> Data provided:
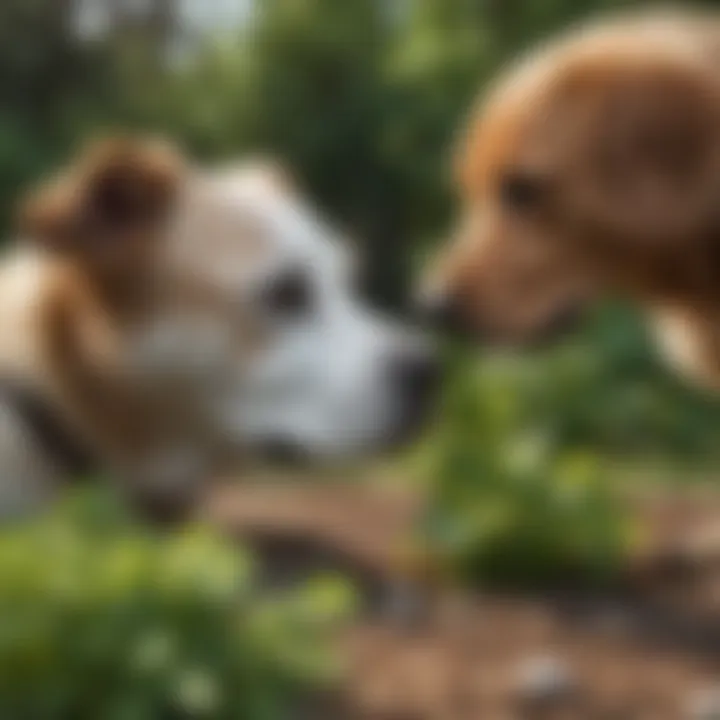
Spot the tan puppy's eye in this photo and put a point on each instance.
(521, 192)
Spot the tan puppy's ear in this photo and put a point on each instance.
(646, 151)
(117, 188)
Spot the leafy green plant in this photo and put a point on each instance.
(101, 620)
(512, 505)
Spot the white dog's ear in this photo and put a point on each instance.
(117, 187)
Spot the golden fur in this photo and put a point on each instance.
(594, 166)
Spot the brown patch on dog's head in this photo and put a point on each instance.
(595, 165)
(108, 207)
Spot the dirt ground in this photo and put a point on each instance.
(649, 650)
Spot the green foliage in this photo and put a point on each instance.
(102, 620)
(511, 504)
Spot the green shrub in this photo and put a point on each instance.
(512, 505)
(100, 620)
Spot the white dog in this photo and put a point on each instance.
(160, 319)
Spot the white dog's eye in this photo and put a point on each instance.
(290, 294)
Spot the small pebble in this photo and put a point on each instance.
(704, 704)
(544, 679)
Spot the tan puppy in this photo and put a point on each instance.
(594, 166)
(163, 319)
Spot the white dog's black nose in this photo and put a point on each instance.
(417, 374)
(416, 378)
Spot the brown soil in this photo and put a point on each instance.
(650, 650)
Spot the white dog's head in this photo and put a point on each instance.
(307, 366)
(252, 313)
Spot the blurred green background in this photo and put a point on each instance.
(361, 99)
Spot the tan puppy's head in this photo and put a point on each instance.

> What you will do:
Once the pictures are set aside, copy the remaining text of every entry exactly.

> Response to this task:
Spot the tan puppy's eye in this photo and put a point on each instance.
(521, 192)
Spot the tan puppy's ear in this photo and put a point on each instance.
(646, 151)
(117, 188)
Spot the leafy green plant in this photo and put a point on each instance.
(101, 620)
(512, 505)
Spot the white dog's ear in this photo and put a point on each instance.
(117, 187)
Spot the golden fur in this photo and put a point on each instance.
(594, 166)
Spot the brown patch on dog's head in this photo and put a point on each instance.
(595, 165)
(108, 207)
Spot the dirt ground in this photo and put a point on each instance.
(649, 650)
Spot the green foliage in this photo and put a point on each instance.
(102, 620)
(511, 504)
Spot the green shrub in this photo and put a point on each instance.
(512, 505)
(100, 620)
Spot the white dog in this photo and put a point on each instance.
(160, 319)
Spot the white dog's eye in this photo and put a point on each instance.
(290, 294)
Spot the small pebble in this photo and put a point on each instance.
(704, 704)
(544, 679)
Spot the tan puppy in this photo and put a point on each instance.
(594, 166)
(163, 319)
Spot the white dog's black nose in this photo and put a point on each instance.
(417, 374)
(416, 378)
Spot the brown soil in this photo and put a point on each instance.
(650, 650)
Spot the white dog's head in this photo and put a point on each instance.
(307, 366)
(252, 313)
Spot the blurred green background in this photo and put a point on each instance.
(361, 99)
Spot the tan puppy's head in this photo and put a point on each instance.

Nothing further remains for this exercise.